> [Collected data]

──────────────────────────────

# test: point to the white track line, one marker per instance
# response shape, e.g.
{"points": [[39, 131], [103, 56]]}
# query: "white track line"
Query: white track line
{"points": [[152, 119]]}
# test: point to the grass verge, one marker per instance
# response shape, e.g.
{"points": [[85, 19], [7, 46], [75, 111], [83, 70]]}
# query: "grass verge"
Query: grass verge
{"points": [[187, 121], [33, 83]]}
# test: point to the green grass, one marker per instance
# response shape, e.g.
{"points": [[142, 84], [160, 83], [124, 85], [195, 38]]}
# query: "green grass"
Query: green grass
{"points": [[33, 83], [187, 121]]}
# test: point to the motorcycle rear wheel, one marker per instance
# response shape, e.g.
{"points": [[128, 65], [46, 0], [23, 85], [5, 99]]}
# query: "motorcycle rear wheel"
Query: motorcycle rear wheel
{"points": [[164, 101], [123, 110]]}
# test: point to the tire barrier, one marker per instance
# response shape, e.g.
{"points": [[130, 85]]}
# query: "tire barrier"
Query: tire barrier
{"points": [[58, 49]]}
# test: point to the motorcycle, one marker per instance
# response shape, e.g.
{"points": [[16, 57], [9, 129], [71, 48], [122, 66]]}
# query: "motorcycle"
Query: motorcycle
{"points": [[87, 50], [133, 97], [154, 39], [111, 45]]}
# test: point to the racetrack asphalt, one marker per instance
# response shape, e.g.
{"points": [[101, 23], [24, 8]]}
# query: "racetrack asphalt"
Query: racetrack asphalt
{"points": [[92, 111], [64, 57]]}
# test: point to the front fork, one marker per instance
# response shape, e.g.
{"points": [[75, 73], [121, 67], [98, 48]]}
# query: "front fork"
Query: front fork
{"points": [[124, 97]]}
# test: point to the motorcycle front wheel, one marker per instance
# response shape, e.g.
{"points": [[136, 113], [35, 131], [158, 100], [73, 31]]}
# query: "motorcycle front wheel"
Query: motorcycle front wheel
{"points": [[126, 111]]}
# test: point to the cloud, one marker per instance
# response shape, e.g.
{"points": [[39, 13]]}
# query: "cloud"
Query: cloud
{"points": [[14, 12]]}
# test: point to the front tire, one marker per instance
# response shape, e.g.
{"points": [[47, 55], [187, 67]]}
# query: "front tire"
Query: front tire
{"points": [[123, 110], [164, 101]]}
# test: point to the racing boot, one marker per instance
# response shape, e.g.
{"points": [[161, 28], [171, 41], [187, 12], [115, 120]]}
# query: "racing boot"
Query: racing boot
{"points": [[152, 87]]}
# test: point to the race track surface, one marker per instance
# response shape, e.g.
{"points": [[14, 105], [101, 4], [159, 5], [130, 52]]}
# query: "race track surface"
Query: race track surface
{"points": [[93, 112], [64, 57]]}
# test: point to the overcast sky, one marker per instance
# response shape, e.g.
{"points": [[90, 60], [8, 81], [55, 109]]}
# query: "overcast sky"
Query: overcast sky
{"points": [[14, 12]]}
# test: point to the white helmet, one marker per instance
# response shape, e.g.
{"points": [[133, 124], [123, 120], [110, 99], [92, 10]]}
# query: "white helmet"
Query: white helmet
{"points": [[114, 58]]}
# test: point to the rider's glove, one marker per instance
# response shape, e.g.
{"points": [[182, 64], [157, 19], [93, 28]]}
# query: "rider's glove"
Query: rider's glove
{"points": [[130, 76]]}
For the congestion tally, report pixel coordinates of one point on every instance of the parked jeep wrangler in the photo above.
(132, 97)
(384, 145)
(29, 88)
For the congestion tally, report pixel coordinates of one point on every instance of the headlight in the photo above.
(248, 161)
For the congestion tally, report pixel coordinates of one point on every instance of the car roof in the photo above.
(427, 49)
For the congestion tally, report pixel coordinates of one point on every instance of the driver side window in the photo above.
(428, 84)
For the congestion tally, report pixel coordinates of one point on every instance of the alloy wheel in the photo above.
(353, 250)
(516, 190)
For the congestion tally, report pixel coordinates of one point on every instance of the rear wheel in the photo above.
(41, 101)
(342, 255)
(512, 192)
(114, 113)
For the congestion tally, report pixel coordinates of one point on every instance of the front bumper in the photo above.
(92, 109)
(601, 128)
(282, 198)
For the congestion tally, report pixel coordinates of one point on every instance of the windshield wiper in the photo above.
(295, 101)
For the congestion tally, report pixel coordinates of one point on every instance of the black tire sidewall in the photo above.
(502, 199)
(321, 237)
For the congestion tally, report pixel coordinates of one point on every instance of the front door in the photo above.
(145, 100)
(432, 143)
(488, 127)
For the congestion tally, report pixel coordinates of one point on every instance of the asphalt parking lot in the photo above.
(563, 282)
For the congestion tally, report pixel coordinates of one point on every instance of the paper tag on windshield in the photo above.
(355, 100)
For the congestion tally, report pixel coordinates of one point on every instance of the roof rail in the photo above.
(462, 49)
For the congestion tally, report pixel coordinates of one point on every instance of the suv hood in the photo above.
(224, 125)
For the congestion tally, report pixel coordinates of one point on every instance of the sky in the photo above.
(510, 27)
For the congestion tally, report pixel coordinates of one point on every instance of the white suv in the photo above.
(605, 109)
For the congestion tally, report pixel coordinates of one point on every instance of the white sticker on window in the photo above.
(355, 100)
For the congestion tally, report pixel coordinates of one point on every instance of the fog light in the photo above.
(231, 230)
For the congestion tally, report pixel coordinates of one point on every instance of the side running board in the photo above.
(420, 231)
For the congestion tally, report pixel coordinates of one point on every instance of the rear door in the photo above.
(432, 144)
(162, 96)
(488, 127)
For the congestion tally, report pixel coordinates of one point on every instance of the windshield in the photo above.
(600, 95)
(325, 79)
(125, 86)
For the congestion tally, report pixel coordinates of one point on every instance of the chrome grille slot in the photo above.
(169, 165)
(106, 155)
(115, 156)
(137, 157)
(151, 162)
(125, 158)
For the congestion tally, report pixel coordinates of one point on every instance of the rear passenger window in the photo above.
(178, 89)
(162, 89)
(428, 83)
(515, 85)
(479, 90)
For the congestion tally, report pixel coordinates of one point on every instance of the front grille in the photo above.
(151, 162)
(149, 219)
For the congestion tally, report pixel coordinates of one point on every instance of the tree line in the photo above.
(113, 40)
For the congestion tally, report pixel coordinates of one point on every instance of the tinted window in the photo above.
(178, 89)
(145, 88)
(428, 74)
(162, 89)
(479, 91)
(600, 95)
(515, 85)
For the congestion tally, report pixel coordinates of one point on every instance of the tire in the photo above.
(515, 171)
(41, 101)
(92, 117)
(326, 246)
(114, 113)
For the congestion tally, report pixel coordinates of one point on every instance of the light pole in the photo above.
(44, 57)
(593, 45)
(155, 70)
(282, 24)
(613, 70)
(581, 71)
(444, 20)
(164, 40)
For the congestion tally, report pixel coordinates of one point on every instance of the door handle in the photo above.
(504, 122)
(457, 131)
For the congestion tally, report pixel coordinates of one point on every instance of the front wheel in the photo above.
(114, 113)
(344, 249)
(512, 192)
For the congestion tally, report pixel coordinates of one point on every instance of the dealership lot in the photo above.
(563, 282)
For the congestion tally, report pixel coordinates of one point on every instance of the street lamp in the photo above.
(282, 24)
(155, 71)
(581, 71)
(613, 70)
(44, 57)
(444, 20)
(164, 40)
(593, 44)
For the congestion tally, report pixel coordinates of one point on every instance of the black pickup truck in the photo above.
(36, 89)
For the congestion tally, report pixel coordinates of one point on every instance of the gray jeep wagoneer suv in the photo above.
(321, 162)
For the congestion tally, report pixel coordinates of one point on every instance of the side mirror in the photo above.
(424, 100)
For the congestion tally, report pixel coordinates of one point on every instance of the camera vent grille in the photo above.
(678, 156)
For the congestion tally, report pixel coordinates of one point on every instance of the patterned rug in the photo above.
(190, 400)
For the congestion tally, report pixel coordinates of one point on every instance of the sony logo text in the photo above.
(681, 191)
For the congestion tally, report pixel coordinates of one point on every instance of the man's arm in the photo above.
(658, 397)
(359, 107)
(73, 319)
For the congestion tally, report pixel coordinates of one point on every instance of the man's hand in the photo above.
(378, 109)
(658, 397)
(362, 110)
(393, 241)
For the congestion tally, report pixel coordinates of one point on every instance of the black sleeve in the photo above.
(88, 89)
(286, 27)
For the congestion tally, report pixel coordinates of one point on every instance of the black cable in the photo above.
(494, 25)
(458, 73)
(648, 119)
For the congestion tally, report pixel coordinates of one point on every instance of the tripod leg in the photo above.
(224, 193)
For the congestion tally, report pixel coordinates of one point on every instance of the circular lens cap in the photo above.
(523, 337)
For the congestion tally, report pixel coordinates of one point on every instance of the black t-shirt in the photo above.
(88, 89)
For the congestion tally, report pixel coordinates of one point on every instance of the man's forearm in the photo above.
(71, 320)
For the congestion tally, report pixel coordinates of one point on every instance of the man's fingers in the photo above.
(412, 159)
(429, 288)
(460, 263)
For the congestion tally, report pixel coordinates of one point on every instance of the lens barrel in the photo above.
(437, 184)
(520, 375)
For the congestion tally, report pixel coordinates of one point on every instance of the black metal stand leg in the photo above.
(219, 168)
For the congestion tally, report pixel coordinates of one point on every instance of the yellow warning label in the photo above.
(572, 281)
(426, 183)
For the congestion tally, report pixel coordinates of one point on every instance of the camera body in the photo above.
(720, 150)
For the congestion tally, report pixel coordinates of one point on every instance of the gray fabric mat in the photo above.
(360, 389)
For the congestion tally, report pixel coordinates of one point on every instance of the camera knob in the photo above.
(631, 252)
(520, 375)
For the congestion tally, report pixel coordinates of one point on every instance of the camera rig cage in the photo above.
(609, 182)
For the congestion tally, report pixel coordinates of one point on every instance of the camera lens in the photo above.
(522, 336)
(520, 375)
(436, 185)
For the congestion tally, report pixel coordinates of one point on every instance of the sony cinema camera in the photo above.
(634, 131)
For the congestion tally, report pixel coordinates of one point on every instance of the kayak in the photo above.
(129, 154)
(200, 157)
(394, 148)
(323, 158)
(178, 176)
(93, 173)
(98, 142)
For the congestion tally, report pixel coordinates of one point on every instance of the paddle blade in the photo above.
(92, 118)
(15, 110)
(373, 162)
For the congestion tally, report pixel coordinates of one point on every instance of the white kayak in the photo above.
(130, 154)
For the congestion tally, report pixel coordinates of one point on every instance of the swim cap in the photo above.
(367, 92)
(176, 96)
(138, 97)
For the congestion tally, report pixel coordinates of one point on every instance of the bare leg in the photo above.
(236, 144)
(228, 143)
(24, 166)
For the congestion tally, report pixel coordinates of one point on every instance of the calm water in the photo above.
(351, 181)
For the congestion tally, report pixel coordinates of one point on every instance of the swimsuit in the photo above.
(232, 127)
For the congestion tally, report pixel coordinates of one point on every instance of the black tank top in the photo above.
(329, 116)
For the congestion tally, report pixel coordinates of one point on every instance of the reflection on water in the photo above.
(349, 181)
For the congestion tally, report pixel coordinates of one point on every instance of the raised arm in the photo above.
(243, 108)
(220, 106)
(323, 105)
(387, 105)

──────────────────────────────

All lines from the one containing "blade in the photo above." through the final line of the listing above are to be reproduced exactly; include both and add nothing.

> [Exercise result]
For the congestion tally, report pixel coordinates of one point on every instance of the paddle blade in the photo above.
(92, 118)
(15, 110)
(373, 162)
For the congestion tally, report pixel coordinates of one point on every instance of the white kayak in the photo above.
(130, 154)
For the congestion tally, report pixel coordinates of one point on every instance of the swim cap in the photo above.
(367, 92)
(176, 96)
(138, 97)
For the congestion tally, report pixel coordinates of one point on every instance of the bare leg in the photo above.
(236, 144)
(228, 143)
(24, 166)
For the congestion tally, report pixel coordinates of one point on every instance of the calm water in the photo above.
(351, 181)
For the congestion tally, report pixel coordinates of one point on every instance of the swimsuit in the photo above.
(232, 127)
For the congestion tally, report pixel coordinates of one point on every instance of the black tank top in the photo above.
(329, 116)
For the congestion tally, report pixel coordinates of one point on every instance of the reflection on water in the photo above.
(349, 181)
For the congestion tally, report pixel coordinates of one point on every instance of the raised arm in the photo above.
(243, 108)
(220, 106)
(323, 105)
(387, 105)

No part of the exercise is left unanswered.